* start TEXT SEGMENT *
# 3 amp choices help



## enrique (May 24, 2007)

A buddy of mine is asking for info on 3 used amps he's looking at and intends to purchase 1 by this weekend.I dont know enough to really advise him,which is why i'm asking here.The amps are a PS Audio hca-2, a Marsh a400s or a Conrad Johnson mf-2200.All three are at the same price are online and cant be auditioned,but could be returned if there was a problem.His speakers are 90db/4-6ohms.He's using a receiver now which he's not going to change.He just wants to add an amp for more headrooom and such.I dont think he needs an amp but regardless he's dead set to get one.He says it wont hurt and would just make things better.Between these 3 amps i mentioned what can i tell him.He likes warm sound and it's for hT as well as 2channel.thanks


----------



## Sonnie (Apr 11, 2006)

I'd say he'd be happy with either three and probably would not notice much of a difference. Buy the one with the best warranty and least expensive.
* end TEXT SEGMENT *
* start DATA TO PROCESS *
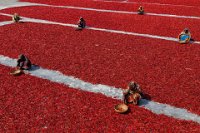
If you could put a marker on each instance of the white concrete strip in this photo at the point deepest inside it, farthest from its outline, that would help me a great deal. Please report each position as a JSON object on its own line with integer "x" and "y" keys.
{"x": 145, "y": 3}
{"x": 25, "y": 19}
{"x": 109, "y": 91}
{"x": 122, "y": 12}
{"x": 19, "y": 4}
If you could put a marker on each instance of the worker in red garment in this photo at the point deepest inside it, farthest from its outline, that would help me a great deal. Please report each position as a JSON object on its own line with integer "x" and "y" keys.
{"x": 140, "y": 10}
{"x": 16, "y": 18}
{"x": 132, "y": 94}
{"x": 81, "y": 23}
{"x": 23, "y": 63}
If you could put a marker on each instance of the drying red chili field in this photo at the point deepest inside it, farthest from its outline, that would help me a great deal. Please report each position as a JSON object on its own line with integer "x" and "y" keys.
{"x": 166, "y": 70}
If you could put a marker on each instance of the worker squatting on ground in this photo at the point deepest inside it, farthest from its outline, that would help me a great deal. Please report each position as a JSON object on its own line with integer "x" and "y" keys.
{"x": 16, "y": 18}
{"x": 23, "y": 63}
{"x": 132, "y": 94}
{"x": 140, "y": 10}
{"x": 81, "y": 24}
{"x": 185, "y": 36}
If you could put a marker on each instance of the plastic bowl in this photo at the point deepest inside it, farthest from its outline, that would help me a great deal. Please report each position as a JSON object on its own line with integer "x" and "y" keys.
{"x": 121, "y": 108}
{"x": 16, "y": 72}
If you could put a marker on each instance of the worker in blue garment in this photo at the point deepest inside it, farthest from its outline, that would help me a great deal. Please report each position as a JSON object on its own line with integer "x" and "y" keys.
{"x": 81, "y": 24}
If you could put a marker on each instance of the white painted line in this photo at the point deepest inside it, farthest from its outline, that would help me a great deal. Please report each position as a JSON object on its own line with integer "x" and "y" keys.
{"x": 147, "y": 3}
{"x": 5, "y": 23}
{"x": 109, "y": 91}
{"x": 19, "y": 4}
{"x": 123, "y": 12}
{"x": 25, "y": 19}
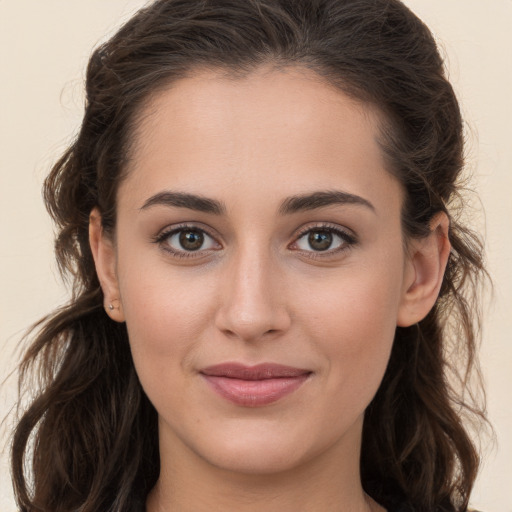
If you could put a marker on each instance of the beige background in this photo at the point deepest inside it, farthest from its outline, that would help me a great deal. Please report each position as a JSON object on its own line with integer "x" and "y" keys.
{"x": 44, "y": 46}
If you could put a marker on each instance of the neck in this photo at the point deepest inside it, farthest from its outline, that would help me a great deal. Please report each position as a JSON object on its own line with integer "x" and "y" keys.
{"x": 320, "y": 485}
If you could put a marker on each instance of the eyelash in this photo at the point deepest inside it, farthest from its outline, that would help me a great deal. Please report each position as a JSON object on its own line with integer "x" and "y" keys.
{"x": 349, "y": 240}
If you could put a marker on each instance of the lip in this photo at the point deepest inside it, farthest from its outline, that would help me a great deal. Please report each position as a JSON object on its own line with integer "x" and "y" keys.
{"x": 254, "y": 386}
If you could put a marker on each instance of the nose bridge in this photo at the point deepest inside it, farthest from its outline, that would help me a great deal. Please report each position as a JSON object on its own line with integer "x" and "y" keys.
{"x": 252, "y": 304}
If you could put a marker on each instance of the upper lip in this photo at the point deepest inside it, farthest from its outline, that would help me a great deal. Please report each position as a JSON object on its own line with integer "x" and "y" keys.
{"x": 258, "y": 372}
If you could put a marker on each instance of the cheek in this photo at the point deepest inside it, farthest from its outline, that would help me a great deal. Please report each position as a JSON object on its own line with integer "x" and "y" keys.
{"x": 165, "y": 312}
{"x": 353, "y": 325}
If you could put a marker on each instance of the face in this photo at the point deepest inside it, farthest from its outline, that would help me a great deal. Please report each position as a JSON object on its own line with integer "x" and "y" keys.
{"x": 260, "y": 267}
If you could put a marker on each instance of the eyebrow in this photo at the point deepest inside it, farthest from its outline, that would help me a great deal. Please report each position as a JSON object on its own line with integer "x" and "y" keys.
{"x": 184, "y": 200}
{"x": 321, "y": 199}
{"x": 289, "y": 206}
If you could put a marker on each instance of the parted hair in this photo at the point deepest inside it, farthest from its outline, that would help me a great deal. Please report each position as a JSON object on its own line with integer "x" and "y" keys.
{"x": 87, "y": 440}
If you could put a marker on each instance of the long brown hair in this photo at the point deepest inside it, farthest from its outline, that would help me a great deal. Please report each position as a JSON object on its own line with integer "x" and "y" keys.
{"x": 88, "y": 439}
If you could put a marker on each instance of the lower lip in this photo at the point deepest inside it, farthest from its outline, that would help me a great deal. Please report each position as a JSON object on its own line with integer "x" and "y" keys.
{"x": 255, "y": 393}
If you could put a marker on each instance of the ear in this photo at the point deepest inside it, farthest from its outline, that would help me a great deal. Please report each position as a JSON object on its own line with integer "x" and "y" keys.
{"x": 424, "y": 272}
{"x": 104, "y": 254}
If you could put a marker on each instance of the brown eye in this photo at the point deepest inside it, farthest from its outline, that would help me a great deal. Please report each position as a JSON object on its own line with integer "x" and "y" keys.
{"x": 191, "y": 240}
{"x": 320, "y": 240}
{"x": 186, "y": 240}
{"x": 324, "y": 239}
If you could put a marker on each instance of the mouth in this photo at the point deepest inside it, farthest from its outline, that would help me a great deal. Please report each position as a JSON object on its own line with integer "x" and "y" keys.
{"x": 254, "y": 386}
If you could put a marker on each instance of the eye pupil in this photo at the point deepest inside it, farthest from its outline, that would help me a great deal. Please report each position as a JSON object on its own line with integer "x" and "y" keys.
{"x": 320, "y": 240}
{"x": 191, "y": 240}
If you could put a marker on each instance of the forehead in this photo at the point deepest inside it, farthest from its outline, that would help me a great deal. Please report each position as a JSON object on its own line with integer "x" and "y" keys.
{"x": 287, "y": 128}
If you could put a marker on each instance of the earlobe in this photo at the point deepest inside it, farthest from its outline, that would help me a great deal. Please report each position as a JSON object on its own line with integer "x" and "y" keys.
{"x": 427, "y": 260}
{"x": 104, "y": 255}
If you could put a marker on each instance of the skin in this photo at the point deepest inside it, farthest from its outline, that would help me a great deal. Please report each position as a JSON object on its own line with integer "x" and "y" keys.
{"x": 257, "y": 291}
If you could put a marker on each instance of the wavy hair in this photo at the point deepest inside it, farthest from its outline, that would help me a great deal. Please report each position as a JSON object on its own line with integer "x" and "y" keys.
{"x": 87, "y": 441}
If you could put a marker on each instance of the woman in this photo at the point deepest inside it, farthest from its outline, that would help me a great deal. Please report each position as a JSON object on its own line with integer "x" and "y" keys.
{"x": 256, "y": 217}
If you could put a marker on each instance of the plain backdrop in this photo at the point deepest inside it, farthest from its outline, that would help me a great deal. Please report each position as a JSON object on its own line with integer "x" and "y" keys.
{"x": 44, "y": 46}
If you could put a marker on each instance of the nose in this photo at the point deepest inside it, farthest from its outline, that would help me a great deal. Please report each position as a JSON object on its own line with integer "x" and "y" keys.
{"x": 252, "y": 304}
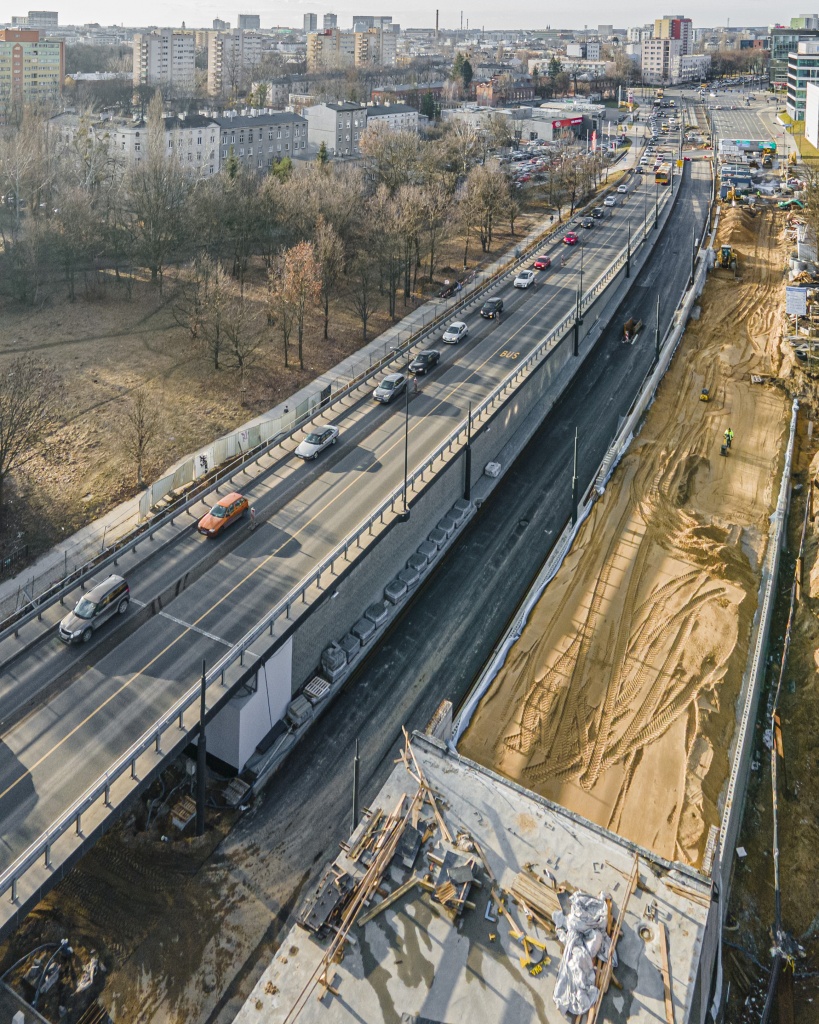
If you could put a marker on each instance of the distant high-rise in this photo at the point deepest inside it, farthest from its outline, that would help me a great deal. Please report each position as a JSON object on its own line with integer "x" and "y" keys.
{"x": 31, "y": 67}
{"x": 37, "y": 19}
{"x": 166, "y": 58}
{"x": 676, "y": 27}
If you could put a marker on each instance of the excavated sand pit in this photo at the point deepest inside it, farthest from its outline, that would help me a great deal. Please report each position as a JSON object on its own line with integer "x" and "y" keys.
{"x": 618, "y": 699}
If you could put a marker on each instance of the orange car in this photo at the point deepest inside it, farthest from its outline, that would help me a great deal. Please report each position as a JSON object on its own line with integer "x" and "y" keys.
{"x": 222, "y": 514}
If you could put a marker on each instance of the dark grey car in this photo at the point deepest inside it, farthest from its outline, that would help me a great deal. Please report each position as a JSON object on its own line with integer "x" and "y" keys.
{"x": 108, "y": 598}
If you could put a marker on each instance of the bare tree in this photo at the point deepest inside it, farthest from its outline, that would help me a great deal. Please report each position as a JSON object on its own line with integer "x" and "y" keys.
{"x": 31, "y": 399}
{"x": 361, "y": 290}
{"x": 140, "y": 430}
{"x": 330, "y": 252}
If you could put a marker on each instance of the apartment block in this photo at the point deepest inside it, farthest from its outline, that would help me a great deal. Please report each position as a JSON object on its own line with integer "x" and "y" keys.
{"x": 45, "y": 19}
{"x": 678, "y": 28}
{"x": 259, "y": 140}
{"x": 803, "y": 68}
{"x": 32, "y": 68}
{"x": 330, "y": 49}
{"x": 166, "y": 59}
{"x": 658, "y": 56}
{"x": 375, "y": 47}
{"x": 232, "y": 58}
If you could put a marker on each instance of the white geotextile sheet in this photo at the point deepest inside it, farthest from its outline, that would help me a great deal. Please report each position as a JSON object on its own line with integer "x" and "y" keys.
{"x": 583, "y": 933}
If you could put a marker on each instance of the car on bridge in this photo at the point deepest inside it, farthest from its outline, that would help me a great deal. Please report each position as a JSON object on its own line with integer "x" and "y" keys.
{"x": 108, "y": 598}
{"x": 389, "y": 388}
{"x": 491, "y": 307}
{"x": 225, "y": 511}
{"x": 316, "y": 441}
{"x": 425, "y": 361}
{"x": 524, "y": 279}
{"x": 455, "y": 332}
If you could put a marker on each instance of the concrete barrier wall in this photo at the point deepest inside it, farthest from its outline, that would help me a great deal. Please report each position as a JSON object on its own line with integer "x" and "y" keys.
{"x": 347, "y": 595}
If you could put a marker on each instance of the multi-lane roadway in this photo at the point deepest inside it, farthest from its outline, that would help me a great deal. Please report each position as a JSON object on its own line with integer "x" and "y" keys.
{"x": 68, "y": 713}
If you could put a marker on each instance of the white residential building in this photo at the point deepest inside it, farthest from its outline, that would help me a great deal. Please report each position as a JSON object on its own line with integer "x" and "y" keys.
{"x": 232, "y": 58}
{"x": 165, "y": 58}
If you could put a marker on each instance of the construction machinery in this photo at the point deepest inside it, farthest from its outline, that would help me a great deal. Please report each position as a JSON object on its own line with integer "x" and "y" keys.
{"x": 728, "y": 257}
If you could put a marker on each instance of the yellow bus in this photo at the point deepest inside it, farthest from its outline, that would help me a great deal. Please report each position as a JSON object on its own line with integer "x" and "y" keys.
{"x": 662, "y": 175}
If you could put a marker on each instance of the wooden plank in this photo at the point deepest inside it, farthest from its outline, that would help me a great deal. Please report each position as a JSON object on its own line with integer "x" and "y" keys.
{"x": 388, "y": 901}
{"x": 666, "y": 984}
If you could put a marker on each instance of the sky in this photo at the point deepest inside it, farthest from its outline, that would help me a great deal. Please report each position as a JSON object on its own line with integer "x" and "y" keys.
{"x": 486, "y": 13}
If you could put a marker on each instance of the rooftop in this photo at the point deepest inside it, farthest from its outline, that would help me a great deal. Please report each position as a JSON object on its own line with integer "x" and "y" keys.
{"x": 464, "y": 866}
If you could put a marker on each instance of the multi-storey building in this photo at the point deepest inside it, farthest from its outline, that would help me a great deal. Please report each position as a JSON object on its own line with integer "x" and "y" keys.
{"x": 32, "y": 68}
{"x": 676, "y": 27}
{"x": 376, "y": 47}
{"x": 658, "y": 57}
{"x": 330, "y": 49}
{"x": 392, "y": 117}
{"x": 165, "y": 58}
{"x": 45, "y": 19}
{"x": 232, "y": 57}
{"x": 259, "y": 140}
{"x": 803, "y": 67}
{"x": 339, "y": 126}
{"x": 782, "y": 42}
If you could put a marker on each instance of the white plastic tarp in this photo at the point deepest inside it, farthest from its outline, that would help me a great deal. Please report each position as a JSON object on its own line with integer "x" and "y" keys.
{"x": 583, "y": 933}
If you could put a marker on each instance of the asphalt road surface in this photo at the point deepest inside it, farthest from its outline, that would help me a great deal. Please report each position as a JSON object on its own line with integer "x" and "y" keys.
{"x": 67, "y": 714}
{"x": 439, "y": 644}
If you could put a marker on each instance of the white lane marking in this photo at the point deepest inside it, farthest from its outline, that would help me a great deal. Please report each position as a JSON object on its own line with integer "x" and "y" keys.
{"x": 196, "y": 629}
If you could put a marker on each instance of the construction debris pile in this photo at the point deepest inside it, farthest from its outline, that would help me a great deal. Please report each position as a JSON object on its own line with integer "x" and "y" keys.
{"x": 411, "y": 853}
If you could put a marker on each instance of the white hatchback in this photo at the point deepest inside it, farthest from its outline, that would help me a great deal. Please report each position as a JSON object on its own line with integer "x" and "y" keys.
{"x": 455, "y": 332}
{"x": 524, "y": 279}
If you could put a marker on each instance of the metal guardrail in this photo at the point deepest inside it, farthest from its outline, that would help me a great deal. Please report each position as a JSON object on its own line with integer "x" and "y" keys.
{"x": 72, "y": 818}
{"x": 34, "y": 607}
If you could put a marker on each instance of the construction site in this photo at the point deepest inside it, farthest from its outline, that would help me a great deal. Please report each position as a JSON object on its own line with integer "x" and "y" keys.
{"x": 618, "y": 700}
{"x": 582, "y": 811}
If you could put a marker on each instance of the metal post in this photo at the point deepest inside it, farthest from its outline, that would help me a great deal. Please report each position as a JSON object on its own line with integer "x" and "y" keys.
{"x": 355, "y": 769}
{"x": 468, "y": 459}
{"x": 202, "y": 752}
{"x": 629, "y": 253}
{"x": 656, "y": 335}
{"x": 405, "y": 446}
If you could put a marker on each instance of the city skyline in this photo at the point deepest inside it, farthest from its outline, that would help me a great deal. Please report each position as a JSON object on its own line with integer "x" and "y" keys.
{"x": 482, "y": 14}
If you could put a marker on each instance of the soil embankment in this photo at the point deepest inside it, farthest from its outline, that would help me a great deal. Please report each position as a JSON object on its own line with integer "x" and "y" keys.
{"x": 618, "y": 699}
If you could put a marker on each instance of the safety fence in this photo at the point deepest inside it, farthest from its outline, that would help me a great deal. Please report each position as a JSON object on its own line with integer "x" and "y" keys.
{"x": 171, "y": 726}
{"x": 205, "y": 471}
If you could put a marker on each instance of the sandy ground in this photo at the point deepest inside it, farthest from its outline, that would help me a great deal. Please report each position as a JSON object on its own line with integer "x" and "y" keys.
{"x": 617, "y": 701}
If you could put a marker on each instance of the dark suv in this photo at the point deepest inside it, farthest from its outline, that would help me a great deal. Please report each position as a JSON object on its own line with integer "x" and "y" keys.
{"x": 491, "y": 308}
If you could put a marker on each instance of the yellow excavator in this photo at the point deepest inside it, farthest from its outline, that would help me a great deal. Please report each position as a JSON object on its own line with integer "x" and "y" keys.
{"x": 728, "y": 258}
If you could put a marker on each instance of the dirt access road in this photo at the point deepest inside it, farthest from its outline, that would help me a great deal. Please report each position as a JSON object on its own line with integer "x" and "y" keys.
{"x": 618, "y": 699}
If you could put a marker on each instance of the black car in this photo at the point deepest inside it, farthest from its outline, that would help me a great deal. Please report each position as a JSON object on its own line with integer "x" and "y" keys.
{"x": 491, "y": 307}
{"x": 425, "y": 361}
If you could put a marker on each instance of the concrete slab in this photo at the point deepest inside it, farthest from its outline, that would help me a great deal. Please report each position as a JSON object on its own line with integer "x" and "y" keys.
{"x": 416, "y": 961}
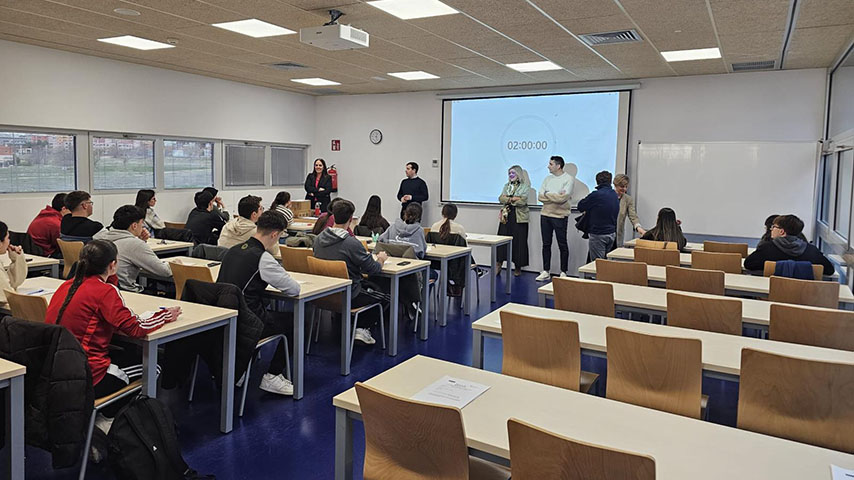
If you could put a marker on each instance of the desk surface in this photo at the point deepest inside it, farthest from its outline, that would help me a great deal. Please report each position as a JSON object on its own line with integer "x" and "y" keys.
{"x": 683, "y": 448}
{"x": 721, "y": 352}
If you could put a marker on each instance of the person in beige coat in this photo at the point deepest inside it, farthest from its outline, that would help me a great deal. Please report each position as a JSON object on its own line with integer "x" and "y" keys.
{"x": 13, "y": 275}
{"x": 627, "y": 208}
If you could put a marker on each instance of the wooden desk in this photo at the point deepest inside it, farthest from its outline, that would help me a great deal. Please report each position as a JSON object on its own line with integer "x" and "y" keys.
{"x": 721, "y": 352}
{"x": 683, "y": 448}
{"x": 734, "y": 283}
{"x": 195, "y": 318}
{"x": 493, "y": 242}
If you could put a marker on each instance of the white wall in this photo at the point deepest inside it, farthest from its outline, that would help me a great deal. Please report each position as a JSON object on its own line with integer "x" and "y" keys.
{"x": 54, "y": 89}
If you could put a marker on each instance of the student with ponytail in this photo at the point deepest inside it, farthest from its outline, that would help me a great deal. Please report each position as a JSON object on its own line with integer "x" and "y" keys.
{"x": 92, "y": 309}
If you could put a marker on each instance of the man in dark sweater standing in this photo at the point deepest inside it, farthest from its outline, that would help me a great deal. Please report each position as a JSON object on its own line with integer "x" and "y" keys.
{"x": 412, "y": 189}
{"x": 601, "y": 207}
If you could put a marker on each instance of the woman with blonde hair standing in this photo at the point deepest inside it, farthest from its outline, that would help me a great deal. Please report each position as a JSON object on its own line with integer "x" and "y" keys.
{"x": 513, "y": 219}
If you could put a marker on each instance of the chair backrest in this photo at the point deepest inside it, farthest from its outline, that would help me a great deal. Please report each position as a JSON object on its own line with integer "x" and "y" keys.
{"x": 538, "y": 454}
{"x": 814, "y": 293}
{"x": 803, "y": 400}
{"x": 656, "y": 245}
{"x": 295, "y": 259}
{"x": 28, "y": 307}
{"x": 695, "y": 280}
{"x": 820, "y": 328}
{"x": 652, "y": 256}
{"x": 770, "y": 267}
{"x": 541, "y": 350}
{"x": 664, "y": 373}
{"x": 181, "y": 273}
{"x": 633, "y": 273}
{"x": 409, "y": 439}
{"x": 725, "y": 247}
{"x": 721, "y": 315}
{"x": 725, "y": 262}
{"x": 70, "y": 254}
{"x": 584, "y": 296}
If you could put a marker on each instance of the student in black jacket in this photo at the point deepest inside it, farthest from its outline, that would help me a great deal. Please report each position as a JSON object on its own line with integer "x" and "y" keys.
{"x": 786, "y": 244}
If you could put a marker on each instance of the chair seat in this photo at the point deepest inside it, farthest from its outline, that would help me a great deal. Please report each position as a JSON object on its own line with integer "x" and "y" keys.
{"x": 482, "y": 470}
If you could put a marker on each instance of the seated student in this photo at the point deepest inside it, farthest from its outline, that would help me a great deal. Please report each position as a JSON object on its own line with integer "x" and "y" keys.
{"x": 336, "y": 243}
{"x": 667, "y": 229}
{"x": 127, "y": 232}
{"x": 786, "y": 244}
{"x": 250, "y": 267}
{"x": 447, "y": 225}
{"x": 77, "y": 224}
{"x": 13, "y": 276}
{"x": 202, "y": 221}
{"x": 44, "y": 229}
{"x": 92, "y": 309}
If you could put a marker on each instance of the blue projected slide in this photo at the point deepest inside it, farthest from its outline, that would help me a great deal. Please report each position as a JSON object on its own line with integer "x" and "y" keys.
* end DATA TO PROCESS *
WHAT YOU WILL DO:
a – Pull out each line of the listing that contains the word "plain", treating uppercase and lowercase letters as distinct.
b – Please continue the forum thread about choosing among three used amps, picking up right after its last sentence.

SET OF ANSWERS:
a –
If you could put a marker on each instance of the plain backdrop in this photo at the point deepest inside it, farthest from its outline, that would help me a great deal. Please report each position as a JSON object on its own line with integer "x" and "y" keys.

b –
----------



## Otto (May 18, 2006)

I kind of agree with Sonnie. I believe those are all nice amps. The PS Audio _looks_ awesome. Without being about to audition any, just go for one of 'em. I'm sure any will offer outstanding results.


----------



## F1 fan (Jul 6, 2006)

My pick of that litter would be the Marsh because it is a solidly engineered classA/B/ design.The PS unit is a class D (digital)design,although its compact and cool running for it's power rating, it may not be in the top tier sound wise.The CJ appears to be a hybrid tube /mos fet design so it will need periodic tube replacement.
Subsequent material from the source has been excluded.